--- start ---
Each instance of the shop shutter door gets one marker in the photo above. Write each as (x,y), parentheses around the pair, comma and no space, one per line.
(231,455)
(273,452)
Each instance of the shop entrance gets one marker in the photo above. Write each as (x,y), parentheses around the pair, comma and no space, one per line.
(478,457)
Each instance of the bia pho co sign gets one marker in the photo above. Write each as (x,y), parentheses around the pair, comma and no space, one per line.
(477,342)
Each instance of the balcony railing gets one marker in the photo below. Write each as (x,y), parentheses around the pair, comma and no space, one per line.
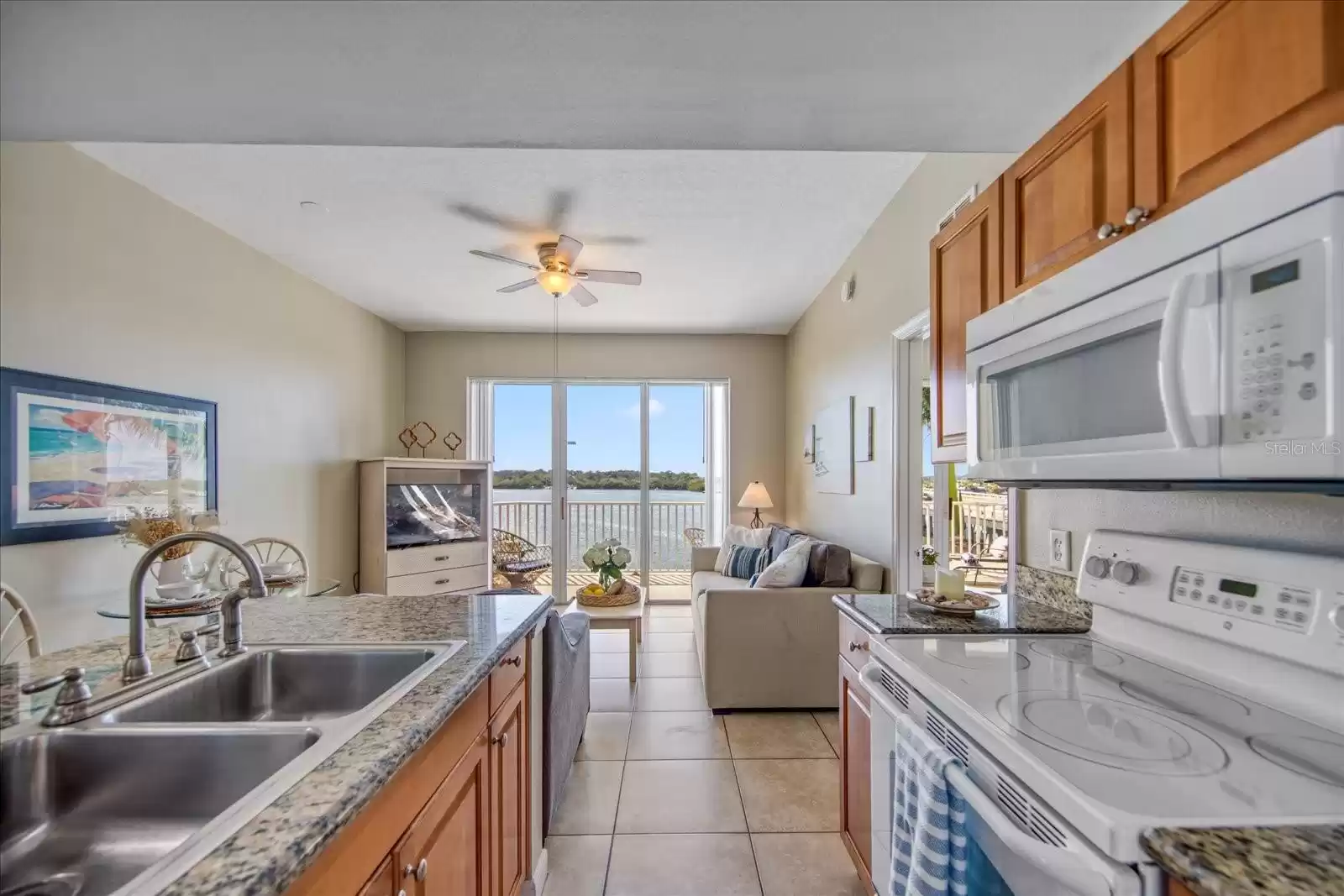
(591,521)
(974,526)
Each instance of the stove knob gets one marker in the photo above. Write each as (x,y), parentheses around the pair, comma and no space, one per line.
(1097,567)
(1126,573)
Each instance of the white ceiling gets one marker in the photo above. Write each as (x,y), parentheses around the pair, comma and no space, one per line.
(736,242)
(974,76)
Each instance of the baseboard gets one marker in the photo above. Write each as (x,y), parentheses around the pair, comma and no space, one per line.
(539,873)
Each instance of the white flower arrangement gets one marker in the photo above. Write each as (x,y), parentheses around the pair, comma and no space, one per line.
(609,560)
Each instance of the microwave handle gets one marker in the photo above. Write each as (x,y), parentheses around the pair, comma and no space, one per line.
(1057,862)
(1168,362)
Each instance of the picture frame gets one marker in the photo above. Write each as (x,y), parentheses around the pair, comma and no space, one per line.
(78,456)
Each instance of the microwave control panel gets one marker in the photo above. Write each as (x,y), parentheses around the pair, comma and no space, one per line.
(1278,359)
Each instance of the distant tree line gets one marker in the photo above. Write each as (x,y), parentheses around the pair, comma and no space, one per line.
(665,479)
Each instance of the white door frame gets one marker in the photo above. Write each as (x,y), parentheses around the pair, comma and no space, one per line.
(909,352)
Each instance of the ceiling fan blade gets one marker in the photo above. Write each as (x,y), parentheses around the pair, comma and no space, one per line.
(568,250)
(580,295)
(628,277)
(514,288)
(503,258)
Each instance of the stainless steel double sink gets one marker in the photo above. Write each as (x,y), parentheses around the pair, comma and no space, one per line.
(129,799)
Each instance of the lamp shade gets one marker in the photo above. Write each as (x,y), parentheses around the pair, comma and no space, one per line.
(756,496)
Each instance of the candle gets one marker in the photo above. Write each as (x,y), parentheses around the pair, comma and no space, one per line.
(951,584)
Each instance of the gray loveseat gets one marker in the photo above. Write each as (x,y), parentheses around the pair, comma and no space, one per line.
(769,647)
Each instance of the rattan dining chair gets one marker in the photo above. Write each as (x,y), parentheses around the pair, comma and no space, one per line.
(24,620)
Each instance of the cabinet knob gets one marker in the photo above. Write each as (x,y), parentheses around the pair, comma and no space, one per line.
(1136,215)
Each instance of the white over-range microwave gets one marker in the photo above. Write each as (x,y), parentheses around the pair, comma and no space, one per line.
(1203,351)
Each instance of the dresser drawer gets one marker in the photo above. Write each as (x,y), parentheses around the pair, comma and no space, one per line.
(438,582)
(436,557)
(507,673)
(853,642)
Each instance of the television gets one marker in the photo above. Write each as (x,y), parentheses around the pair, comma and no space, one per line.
(421,513)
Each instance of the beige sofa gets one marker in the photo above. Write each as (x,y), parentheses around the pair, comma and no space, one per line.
(769,647)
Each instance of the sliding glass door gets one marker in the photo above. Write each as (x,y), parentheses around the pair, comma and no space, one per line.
(644,463)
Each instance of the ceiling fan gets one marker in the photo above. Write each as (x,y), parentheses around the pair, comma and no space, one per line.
(557,275)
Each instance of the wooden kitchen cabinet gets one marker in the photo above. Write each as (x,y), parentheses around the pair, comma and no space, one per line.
(383,883)
(964,273)
(855,773)
(447,849)
(508,795)
(456,819)
(1225,86)
(1068,195)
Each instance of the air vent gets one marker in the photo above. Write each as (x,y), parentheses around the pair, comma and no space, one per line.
(1028,817)
(895,689)
(961,203)
(949,739)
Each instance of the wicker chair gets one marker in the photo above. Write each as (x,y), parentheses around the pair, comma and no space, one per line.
(517,562)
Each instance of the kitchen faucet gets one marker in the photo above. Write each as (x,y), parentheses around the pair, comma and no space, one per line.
(138,660)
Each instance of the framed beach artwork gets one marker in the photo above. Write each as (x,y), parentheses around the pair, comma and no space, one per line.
(78,456)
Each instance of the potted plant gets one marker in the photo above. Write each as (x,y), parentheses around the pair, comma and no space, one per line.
(608,559)
(929,563)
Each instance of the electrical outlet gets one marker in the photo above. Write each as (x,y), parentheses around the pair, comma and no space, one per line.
(1061,550)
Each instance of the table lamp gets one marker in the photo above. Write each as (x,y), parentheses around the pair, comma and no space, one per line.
(756,497)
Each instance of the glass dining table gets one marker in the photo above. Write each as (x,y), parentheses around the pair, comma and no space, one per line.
(307,587)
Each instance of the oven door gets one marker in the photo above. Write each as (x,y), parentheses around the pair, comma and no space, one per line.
(1121,387)
(1005,860)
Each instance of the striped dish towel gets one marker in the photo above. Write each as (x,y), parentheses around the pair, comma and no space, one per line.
(929,819)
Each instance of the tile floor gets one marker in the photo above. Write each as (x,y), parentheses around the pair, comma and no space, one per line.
(669,799)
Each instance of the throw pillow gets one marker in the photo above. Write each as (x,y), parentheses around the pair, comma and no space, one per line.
(828,567)
(788,570)
(745,562)
(738,535)
(781,537)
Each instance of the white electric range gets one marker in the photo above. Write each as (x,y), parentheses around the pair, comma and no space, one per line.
(1210,692)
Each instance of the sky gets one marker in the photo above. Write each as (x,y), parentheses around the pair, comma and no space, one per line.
(604,427)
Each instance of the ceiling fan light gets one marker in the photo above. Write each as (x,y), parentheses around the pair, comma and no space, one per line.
(555,282)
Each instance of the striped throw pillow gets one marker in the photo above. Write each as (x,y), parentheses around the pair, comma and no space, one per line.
(745,562)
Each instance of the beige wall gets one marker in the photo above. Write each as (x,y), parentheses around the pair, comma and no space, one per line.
(102,280)
(438,365)
(839,349)
(1307,521)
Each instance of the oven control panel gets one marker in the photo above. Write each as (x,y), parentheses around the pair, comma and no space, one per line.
(1274,604)
(1287,605)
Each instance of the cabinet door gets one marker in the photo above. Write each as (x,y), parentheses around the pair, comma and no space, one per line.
(383,883)
(447,852)
(964,265)
(508,794)
(1225,86)
(855,773)
(1061,192)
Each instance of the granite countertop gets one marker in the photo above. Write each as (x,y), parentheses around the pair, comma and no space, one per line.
(898,614)
(1253,862)
(276,846)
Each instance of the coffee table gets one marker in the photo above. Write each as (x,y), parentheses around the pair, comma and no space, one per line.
(631,617)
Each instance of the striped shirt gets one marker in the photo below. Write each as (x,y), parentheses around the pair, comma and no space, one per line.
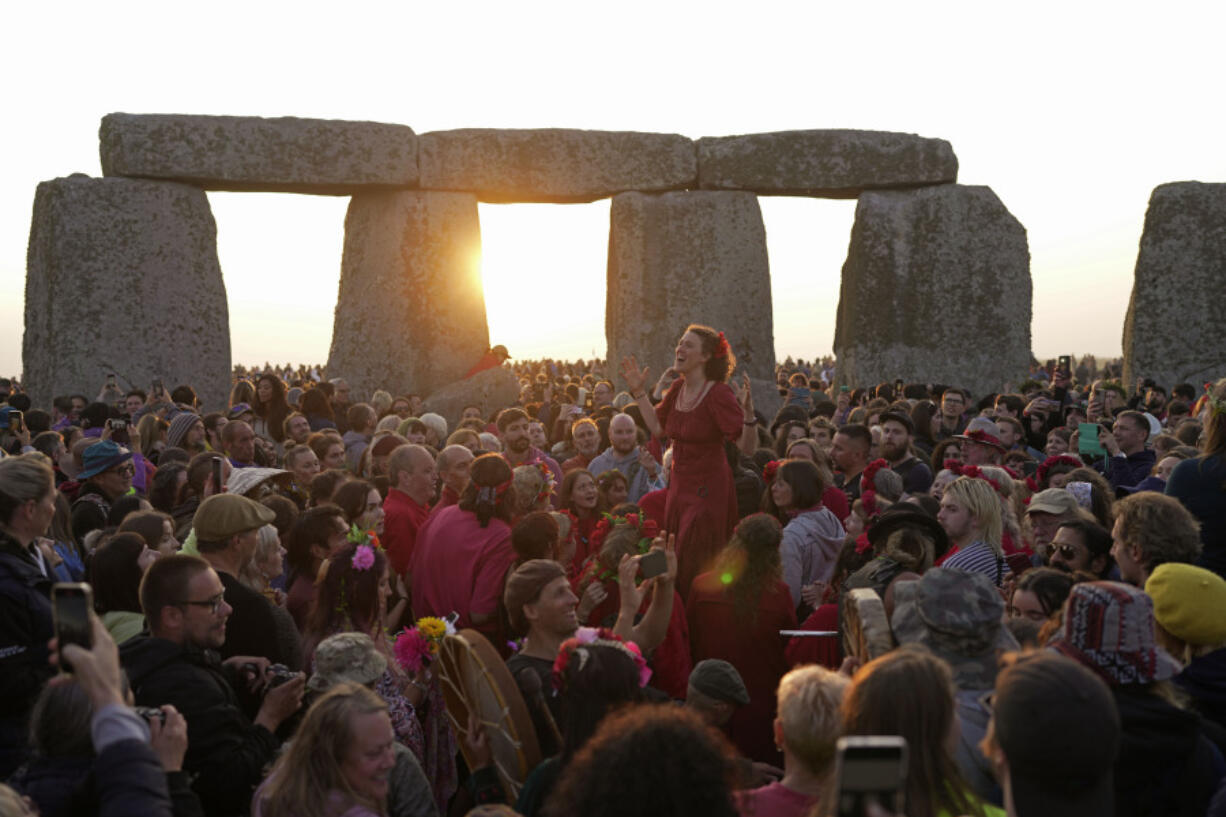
--- end ---
Please repeat the material above, from the line containing "Each instance of the coffee" through the end, inclusive, leaving out any pictures.

Each instance of the coffee table gets one marker in the photo above. Write each as (x,y), parentheses around the pair, comma and no space, one per line.
(631,617)
Each instance of the striped shirt gets one marker in the photo below. Write each as (x,y), parentheses around the pair, comma and no space, one per line.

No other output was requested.